**The exercise:** Return all of the entries exactly as written.

**Information supplied:**
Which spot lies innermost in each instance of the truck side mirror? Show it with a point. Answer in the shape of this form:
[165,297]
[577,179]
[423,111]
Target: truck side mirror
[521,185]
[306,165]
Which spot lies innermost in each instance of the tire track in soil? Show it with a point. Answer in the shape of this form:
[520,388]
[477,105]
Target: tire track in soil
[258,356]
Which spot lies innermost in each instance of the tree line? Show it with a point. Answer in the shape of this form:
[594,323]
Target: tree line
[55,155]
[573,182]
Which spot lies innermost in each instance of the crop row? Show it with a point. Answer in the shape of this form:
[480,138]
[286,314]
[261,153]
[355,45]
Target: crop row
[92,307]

**Right answer:**
Which spot lies innermost in each instance of the truck side mirror? Show it with a point. Answer in the shape of this form:
[165,297]
[577,179]
[423,111]
Target: truck side mirror
[521,185]
[306,165]
Which spot lies innermost in each instance of the tire track in soil? Show it with a point. Answer in the shape of this form:
[520,388]
[477,105]
Target: tire track in soil
[258,356]
Which spot lies innermost in each instance of the tree line? Show it with a point. Answer in the shape of this form:
[594,323]
Target: tree line
[55,155]
[573,182]
Which spot lies innermost in each instance of the crop row? Show it with a point. Answer in the shape of this form:
[480,138]
[286,314]
[261,153]
[355,45]
Target: crop row
[92,307]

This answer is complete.